#### INFORMATION SUPPLIED
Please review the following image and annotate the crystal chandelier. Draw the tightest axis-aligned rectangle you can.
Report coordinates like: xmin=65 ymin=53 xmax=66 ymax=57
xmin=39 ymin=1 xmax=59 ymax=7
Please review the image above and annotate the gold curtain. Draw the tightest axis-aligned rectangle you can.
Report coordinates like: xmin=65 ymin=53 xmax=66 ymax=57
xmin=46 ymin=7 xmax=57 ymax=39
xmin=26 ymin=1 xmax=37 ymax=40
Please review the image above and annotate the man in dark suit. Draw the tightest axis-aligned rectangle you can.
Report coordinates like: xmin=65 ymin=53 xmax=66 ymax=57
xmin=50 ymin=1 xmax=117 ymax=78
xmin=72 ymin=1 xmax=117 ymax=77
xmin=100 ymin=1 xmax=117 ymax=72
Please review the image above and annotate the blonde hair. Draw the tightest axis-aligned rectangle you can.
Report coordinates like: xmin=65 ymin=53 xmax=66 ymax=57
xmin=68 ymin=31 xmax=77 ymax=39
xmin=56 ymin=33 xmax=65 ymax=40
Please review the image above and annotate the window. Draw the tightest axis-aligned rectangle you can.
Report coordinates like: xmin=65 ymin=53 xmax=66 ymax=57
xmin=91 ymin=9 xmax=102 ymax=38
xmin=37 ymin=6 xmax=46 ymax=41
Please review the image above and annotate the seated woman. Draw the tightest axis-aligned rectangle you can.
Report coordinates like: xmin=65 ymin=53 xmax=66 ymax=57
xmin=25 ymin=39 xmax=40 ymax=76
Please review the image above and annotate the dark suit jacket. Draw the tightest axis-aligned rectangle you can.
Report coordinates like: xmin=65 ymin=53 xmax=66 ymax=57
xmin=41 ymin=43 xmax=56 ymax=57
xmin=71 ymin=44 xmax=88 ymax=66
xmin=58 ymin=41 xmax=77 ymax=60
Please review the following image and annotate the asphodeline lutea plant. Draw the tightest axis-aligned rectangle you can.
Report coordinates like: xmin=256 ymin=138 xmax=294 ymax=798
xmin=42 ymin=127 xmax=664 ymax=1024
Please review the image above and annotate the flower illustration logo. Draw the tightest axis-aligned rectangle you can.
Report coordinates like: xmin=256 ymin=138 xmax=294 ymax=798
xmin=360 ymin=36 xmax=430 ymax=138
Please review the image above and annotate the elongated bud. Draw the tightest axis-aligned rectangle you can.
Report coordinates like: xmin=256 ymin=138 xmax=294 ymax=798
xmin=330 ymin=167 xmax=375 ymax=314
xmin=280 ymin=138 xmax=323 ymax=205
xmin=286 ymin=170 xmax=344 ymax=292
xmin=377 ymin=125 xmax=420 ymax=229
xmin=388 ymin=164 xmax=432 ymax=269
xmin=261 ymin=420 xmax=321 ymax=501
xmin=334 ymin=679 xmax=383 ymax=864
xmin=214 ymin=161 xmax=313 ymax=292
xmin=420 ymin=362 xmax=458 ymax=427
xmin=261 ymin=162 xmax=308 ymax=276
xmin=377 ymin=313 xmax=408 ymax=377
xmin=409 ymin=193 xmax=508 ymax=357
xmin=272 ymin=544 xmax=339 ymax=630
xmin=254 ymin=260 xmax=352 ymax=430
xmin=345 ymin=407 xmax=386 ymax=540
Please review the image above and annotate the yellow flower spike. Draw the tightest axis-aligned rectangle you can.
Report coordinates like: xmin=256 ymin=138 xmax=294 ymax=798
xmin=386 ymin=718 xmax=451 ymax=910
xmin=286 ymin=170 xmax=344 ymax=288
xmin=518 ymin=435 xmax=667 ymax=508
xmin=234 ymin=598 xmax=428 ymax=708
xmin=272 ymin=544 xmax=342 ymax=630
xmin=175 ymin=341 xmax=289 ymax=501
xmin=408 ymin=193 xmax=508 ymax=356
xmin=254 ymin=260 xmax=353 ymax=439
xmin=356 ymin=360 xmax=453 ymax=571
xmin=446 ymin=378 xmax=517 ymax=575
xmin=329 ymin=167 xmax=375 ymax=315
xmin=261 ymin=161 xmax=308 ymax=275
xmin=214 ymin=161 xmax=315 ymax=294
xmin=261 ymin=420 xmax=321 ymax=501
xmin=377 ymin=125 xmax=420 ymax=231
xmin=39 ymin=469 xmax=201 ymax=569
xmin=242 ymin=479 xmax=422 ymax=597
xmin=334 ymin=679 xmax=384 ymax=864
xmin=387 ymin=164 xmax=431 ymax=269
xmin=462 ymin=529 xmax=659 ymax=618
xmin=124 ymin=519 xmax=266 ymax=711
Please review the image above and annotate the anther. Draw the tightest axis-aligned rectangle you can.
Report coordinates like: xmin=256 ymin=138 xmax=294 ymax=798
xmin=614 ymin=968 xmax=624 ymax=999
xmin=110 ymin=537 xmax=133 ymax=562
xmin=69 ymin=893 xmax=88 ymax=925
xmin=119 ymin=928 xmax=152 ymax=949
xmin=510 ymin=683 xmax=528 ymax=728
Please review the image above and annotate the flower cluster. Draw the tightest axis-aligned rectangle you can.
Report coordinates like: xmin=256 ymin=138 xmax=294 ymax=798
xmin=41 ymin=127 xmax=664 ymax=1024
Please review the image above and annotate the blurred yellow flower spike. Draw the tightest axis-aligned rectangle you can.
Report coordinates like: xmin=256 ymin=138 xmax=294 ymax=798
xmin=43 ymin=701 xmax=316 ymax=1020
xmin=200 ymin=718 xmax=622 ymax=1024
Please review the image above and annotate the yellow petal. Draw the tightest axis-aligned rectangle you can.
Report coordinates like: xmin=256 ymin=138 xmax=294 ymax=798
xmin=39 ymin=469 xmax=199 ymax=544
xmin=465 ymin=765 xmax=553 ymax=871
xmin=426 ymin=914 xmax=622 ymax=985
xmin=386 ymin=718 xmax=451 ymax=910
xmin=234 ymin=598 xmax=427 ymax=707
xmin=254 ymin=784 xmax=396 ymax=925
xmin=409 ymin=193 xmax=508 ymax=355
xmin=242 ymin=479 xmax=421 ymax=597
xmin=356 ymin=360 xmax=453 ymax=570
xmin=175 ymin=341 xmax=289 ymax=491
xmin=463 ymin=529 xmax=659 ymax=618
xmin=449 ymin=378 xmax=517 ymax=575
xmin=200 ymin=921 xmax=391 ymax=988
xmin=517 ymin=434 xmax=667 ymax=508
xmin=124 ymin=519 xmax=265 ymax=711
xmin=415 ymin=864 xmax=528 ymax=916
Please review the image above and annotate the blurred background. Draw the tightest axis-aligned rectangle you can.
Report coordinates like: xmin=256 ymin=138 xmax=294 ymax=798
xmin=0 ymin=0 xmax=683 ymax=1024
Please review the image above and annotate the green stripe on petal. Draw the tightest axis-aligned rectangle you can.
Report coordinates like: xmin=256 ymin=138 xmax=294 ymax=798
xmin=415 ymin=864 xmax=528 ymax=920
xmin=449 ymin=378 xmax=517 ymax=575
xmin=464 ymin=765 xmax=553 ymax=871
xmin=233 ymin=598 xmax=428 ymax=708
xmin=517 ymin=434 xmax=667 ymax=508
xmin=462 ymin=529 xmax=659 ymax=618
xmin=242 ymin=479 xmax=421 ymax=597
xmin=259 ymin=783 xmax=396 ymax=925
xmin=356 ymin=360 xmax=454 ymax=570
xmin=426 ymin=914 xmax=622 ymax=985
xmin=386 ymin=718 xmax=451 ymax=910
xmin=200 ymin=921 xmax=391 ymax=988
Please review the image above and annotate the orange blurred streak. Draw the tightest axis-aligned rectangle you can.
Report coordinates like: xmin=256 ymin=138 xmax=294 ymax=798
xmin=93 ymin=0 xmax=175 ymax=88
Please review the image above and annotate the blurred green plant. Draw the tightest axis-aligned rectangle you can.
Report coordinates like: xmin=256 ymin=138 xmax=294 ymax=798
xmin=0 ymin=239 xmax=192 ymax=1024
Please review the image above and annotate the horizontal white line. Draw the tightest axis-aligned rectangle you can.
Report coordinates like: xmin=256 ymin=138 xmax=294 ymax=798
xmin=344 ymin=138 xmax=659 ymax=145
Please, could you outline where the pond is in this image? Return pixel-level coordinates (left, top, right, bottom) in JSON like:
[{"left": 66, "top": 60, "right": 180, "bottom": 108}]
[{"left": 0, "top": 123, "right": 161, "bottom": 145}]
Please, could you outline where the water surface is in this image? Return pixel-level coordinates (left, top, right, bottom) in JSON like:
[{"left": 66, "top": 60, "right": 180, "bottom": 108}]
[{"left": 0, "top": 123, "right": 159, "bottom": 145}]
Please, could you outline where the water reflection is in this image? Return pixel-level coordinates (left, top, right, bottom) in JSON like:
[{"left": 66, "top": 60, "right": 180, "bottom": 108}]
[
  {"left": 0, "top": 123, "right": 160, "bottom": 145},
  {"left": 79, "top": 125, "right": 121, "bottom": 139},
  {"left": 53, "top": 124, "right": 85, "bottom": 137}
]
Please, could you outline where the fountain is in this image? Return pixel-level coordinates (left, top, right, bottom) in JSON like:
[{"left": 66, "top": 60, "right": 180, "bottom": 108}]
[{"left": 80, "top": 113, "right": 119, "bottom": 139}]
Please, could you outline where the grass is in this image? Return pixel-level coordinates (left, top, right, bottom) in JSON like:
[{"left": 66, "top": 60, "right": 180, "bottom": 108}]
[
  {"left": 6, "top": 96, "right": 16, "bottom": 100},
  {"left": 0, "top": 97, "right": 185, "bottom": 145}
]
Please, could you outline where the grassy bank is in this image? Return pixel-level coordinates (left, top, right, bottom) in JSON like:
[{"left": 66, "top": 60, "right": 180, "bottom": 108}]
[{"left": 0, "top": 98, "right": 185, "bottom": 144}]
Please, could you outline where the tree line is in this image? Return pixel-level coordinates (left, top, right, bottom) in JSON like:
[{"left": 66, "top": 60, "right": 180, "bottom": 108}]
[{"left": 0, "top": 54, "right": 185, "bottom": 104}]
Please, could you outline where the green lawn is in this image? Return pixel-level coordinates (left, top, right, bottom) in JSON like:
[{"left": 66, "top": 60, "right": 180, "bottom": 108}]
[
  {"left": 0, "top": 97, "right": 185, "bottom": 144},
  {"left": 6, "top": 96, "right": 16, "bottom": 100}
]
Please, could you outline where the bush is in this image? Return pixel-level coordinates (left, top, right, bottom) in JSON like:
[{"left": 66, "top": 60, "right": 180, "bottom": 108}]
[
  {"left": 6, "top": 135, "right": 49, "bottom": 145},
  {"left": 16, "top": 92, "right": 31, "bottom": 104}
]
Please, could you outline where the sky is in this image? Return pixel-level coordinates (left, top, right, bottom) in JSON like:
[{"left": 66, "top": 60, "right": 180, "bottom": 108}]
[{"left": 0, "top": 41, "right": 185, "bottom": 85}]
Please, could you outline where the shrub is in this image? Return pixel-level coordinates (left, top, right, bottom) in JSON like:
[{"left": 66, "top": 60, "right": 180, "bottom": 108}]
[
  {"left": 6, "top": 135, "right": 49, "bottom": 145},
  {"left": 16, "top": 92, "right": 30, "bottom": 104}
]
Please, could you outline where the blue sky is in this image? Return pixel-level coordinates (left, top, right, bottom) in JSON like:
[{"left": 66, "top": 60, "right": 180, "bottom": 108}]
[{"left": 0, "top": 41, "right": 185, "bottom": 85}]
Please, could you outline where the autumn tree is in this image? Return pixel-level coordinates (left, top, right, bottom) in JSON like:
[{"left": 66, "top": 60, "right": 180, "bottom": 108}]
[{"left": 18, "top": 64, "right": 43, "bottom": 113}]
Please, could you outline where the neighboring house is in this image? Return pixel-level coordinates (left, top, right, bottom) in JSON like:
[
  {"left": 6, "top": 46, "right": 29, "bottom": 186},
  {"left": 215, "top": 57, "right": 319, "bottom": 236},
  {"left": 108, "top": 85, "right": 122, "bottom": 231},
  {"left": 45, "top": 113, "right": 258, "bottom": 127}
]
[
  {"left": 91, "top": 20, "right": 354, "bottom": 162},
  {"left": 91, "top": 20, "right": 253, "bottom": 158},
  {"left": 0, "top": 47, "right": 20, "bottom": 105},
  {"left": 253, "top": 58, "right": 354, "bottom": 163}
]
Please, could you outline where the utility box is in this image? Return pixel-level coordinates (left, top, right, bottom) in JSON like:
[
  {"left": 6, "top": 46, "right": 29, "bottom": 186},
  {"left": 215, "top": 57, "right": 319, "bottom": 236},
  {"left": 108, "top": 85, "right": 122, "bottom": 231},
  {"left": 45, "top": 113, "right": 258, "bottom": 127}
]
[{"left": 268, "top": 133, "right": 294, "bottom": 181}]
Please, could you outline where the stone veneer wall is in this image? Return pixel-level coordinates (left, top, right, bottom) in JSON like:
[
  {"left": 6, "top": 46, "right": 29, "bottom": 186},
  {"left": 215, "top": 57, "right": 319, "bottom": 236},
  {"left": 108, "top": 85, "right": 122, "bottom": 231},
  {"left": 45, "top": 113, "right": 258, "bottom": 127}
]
########
* [WHAT IS REQUIRED]: Convert the part of the entries that opens with the line containing "Please review the image above and annotate the yellow petal." and closes with the line containing "xmin=415 ymin=864 xmax=528 ymax=916" into a JSON list of strings, one string per line, with blank lines left out.

* [FINAL ANSWER]:
[
  "Please review the image above and annotate the yellow petal. Draw the tightest axis-aligned rectangle you can.",
  "Report coordinates like: xmin=256 ymin=138 xmax=294 ymax=798",
  "xmin=39 ymin=469 xmax=199 ymax=544",
  "xmin=465 ymin=765 xmax=553 ymax=871",
  "xmin=426 ymin=914 xmax=622 ymax=985",
  "xmin=386 ymin=718 xmax=451 ymax=910",
  "xmin=234 ymin=598 xmax=427 ymax=707",
  "xmin=254 ymin=784 xmax=396 ymax=925",
  "xmin=409 ymin=193 xmax=508 ymax=355",
  "xmin=242 ymin=479 xmax=421 ymax=597",
  "xmin=356 ymin=360 xmax=453 ymax=570",
  "xmin=175 ymin=341 xmax=289 ymax=491",
  "xmin=463 ymin=529 xmax=659 ymax=618",
  "xmin=449 ymin=378 xmax=517 ymax=575",
  "xmin=200 ymin=921 xmax=391 ymax=988",
  "xmin=517 ymin=434 xmax=667 ymax=508",
  "xmin=124 ymin=519 xmax=265 ymax=711",
  "xmin=415 ymin=864 xmax=528 ymax=916"
]